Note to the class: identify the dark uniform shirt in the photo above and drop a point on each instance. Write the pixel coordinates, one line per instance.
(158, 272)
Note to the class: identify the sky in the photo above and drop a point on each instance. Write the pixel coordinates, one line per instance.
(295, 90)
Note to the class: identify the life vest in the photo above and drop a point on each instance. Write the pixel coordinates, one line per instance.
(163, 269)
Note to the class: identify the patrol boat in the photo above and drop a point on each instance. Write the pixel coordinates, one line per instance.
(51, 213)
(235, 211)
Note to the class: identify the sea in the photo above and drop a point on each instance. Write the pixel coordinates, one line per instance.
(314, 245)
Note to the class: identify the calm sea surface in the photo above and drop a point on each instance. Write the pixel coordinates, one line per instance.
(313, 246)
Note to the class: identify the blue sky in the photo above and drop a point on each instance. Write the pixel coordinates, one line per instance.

_WORK TO COMPLETE_
Only these lines should appear in the reply: the one containing "Note to the class: identify the patrol", the last line of the data, and all lines between them, each copied exactly.

_WRITTEN RESPONSE_
Note to the class: identify the patrol boat in the photo above and drop a point on each instance. Write the pixel coordinates, one line per instance.
(51, 213)
(235, 211)
Note to the class: identify the sea in the photo above and drop a point on each instance. Write the pixel coordinates, one line per instance.
(314, 245)
Note to the class: identify the calm sea surface in the photo above and drop a point on each instance. Write the pixel coordinates, one line per instance.
(313, 246)
Note to the class: identify the blue sky in the photo above and drop a point on each instance. Write the pixel coordinates, one line per instance.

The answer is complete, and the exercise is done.